Include in the output the line containing "road in the photo above." and each subsequent line of the records, through the end, transcribed exactly. Add nothing else.

** Opening Information provided block **

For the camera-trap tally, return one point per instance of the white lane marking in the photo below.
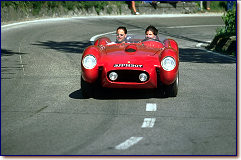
(151, 107)
(195, 26)
(128, 143)
(21, 63)
(148, 123)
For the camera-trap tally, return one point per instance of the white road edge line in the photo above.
(151, 107)
(128, 143)
(148, 123)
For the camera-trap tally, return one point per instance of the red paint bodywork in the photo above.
(148, 53)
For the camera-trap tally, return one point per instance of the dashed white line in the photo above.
(128, 143)
(148, 123)
(151, 107)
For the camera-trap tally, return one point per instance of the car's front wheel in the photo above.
(171, 90)
(87, 89)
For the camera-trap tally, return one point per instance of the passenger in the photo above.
(121, 34)
(151, 33)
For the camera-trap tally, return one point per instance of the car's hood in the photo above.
(133, 57)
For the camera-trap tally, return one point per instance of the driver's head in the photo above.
(121, 34)
(151, 32)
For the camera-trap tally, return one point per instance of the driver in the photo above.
(151, 33)
(121, 33)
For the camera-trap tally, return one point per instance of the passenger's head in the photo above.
(121, 34)
(151, 32)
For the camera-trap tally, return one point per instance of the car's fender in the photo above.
(168, 77)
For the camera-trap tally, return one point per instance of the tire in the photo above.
(87, 89)
(172, 90)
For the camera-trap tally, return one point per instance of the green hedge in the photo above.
(35, 6)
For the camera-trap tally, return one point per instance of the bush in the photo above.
(230, 24)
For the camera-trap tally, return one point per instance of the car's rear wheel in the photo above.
(87, 89)
(171, 90)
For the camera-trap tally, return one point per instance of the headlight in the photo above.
(89, 62)
(168, 63)
(143, 77)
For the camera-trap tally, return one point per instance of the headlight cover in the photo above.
(89, 62)
(168, 63)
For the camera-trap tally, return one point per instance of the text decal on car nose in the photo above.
(129, 65)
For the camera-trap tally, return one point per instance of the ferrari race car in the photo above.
(135, 64)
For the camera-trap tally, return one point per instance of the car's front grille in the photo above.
(128, 76)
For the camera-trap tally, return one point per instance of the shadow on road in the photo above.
(202, 56)
(68, 47)
(6, 52)
(104, 93)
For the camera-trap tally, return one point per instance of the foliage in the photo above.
(230, 24)
(36, 6)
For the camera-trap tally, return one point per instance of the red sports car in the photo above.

** Closing Information provided block **

#### Task solution:
For the camera-trap tally, return one point per instance of the shadow on road in the photo above.
(202, 56)
(68, 47)
(6, 52)
(104, 93)
For the camera-trap tally, return one point per instance of the foliage in the photo above.
(230, 24)
(36, 6)
For the camera-trap tally, return one point per instance of the red sports car in the photo above.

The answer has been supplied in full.